:: Work order ::
Start your answer with the line containing "Query: calm water" and end it with the last line of the records below, retyping every line between exactly and adding nothing.

:: Task data ::
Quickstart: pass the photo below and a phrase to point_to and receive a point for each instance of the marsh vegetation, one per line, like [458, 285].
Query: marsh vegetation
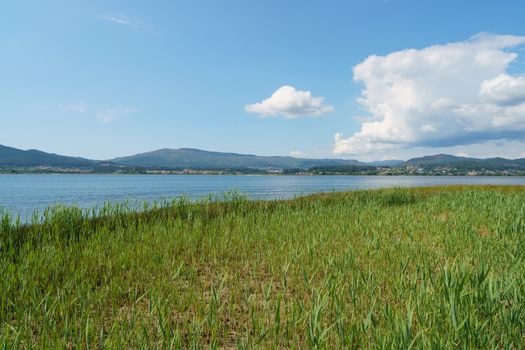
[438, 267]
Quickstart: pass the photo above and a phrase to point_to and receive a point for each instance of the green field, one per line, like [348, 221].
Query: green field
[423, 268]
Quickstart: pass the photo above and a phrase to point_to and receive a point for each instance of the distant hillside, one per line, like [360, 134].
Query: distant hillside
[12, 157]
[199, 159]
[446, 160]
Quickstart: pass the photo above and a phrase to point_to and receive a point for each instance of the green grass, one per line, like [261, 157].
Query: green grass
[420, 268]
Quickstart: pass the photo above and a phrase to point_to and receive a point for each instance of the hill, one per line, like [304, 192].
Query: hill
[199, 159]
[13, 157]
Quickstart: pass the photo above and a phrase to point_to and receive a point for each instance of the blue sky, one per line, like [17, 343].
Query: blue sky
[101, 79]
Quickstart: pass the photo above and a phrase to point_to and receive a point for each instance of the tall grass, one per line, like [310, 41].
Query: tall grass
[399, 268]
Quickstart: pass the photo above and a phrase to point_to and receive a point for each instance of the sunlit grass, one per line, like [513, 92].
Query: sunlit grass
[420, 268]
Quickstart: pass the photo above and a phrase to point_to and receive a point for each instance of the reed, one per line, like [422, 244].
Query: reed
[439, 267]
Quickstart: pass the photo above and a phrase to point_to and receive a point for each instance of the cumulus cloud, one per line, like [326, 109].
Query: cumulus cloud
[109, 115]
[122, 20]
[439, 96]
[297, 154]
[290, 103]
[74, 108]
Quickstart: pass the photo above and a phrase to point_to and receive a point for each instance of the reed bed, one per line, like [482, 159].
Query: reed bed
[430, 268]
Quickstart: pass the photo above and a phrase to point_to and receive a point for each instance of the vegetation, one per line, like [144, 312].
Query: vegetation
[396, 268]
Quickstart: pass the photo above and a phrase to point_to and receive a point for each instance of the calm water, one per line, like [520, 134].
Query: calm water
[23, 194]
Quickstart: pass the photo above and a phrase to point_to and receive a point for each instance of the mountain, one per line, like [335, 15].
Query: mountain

:: Solution to this task ::
Query: calm water
[23, 194]
Quickstart: pass the photo above and a phrase to point_to and receive a point for each instance of the mountain, one per line, like [335, 15].
Query: mountain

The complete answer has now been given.